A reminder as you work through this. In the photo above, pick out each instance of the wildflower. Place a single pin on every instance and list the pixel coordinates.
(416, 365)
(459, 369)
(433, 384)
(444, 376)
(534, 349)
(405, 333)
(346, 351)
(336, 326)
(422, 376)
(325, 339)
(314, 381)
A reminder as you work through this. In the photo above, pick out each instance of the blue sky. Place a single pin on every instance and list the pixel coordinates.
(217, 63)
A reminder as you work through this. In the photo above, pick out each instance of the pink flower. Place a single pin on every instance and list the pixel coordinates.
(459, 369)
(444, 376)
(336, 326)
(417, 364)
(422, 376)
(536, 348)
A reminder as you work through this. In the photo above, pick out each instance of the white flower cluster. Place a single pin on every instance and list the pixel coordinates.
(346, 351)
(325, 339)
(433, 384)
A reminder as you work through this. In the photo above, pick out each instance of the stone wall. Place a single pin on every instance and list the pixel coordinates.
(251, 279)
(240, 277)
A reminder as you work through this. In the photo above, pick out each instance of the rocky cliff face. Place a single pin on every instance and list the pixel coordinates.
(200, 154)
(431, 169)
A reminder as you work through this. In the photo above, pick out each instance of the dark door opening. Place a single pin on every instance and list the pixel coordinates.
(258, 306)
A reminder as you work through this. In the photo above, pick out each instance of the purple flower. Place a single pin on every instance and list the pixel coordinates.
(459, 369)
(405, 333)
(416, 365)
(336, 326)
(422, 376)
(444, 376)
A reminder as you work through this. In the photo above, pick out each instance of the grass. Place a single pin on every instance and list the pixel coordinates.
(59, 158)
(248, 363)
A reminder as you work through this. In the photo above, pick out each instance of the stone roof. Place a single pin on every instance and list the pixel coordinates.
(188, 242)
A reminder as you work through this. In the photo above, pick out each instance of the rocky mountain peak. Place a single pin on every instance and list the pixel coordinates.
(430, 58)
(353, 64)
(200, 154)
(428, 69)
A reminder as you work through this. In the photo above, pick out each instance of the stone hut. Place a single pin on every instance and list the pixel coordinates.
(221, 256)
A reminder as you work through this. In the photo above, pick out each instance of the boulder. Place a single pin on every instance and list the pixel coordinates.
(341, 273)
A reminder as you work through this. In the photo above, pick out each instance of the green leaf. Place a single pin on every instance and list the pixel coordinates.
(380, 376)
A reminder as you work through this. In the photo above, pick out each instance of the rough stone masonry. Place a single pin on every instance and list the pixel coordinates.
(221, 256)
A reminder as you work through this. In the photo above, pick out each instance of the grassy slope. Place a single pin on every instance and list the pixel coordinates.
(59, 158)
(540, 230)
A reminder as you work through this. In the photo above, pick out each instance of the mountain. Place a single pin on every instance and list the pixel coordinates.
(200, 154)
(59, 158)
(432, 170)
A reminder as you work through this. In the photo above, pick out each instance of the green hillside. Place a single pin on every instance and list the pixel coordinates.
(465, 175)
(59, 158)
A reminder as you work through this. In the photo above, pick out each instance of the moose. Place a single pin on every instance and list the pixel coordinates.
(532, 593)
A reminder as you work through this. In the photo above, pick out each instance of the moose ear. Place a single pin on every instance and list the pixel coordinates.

★ ★ ★ ★

Work to do
Print every record exactly as it was given.

Response
A reminder as you work through this. In the photo above, pick out each instance of the wildflower. Place a single pin on every instance and list the pixel coordinates.
(416, 365)
(459, 369)
(433, 384)
(444, 376)
(534, 349)
(405, 333)
(346, 351)
(336, 326)
(422, 376)
(325, 339)
(314, 381)
A reminder as you work through this. In the photo above, pick out each instance of the blue sky. Place a single pin on every instance and list the pixel coordinates.
(217, 63)
A reminder as you work through this. In the photo above, pick out each instance of the pink flower. Place a single pin on every instance and list the pixel coordinates.
(459, 369)
(444, 376)
(336, 326)
(417, 364)
(422, 376)
(536, 348)
A reminder as you work through this. In the photo above, pick out each instance of the white flower cluster. Place a single pin on every instance and list the pixel coordinates.
(346, 351)
(325, 339)
(433, 384)
A reminder as you work through this. In the photo above, pick out each instance of the stone wall. Place a single pin on every instance and list the pixel coordinates.
(251, 279)
(240, 277)
A reminder as you work through this. In the photo above, pick out each instance of the rocky cliff face. Place a single pin on every instance and list the pixel coordinates.
(200, 154)
(431, 169)
A reminder as you work through this. In the photo above, pick out each instance of the dark door opening. Place a single pin on every instance and list the pixel coordinates.
(258, 306)
A reminder as you work through this. In the photo above, pick out each instance of the purple flower. Place a single pin on every instance and list the pixel coordinates.
(459, 369)
(405, 333)
(416, 365)
(336, 326)
(422, 376)
(444, 376)
A reminder as you work through this. In the photo above, pick out each instance of the grass. Place a single pin on every instance and list the pixel coordinates.
(59, 158)
(248, 363)
A reminder as you work through this. In the photo above, pick out each instance of the stone roof. Place a single pin on every instance and list the pixel coordinates.
(188, 242)
A reminder as you work through this. In the photo above, pick out each instance of the rocky mountain peak. Place a single pin on every instance and list the pixel coordinates.
(430, 58)
(353, 64)
(200, 154)
(428, 69)
A reminder as you work through this. In the photo above, pick out each instance of the stone hut. Place a single pin on every instance and list the pixel coordinates.
(221, 256)
A reminder as you work through this. In the photo above, pick out each instance of the boulder. Place a single pin on every instance and list the pixel coordinates.
(341, 273)
A reminder as you work through this. In the photo above, pick out each instance of the green leaf. Place a single pin on every instance and list the pixel coordinates.
(380, 376)
A reminder as you work through this. In the photo above, pick out each instance of the rough stone masonry. Place a single pin on every instance and list the pixel coordinates.
(221, 256)
A reminder as you work through this. In the photo above, pick out each instance of the grassy slope. Place a single pin on every instance and list the pixel coordinates.
(59, 158)
(540, 230)
A reminder as you work through this. In the photo above, pick out each instance of the mountain. Place a single pin on every instance and list the pixel coordinates.
(200, 154)
(59, 158)
(432, 170)
A reminder as you work through this. In the photo above, pick out each instance of the green hillside. Place a single pin on every instance and list the pixel coordinates.
(465, 175)
(59, 158)
A reminder as you work through this. In the photo above, pick out each instance of the moose. Place a single pin on every instance and list the pixel coordinates.
(532, 593)
A reminder as you work through this. In the photo above, pick out each instance of the moose ear. Place a single pin on every instance and list the pixel coordinates.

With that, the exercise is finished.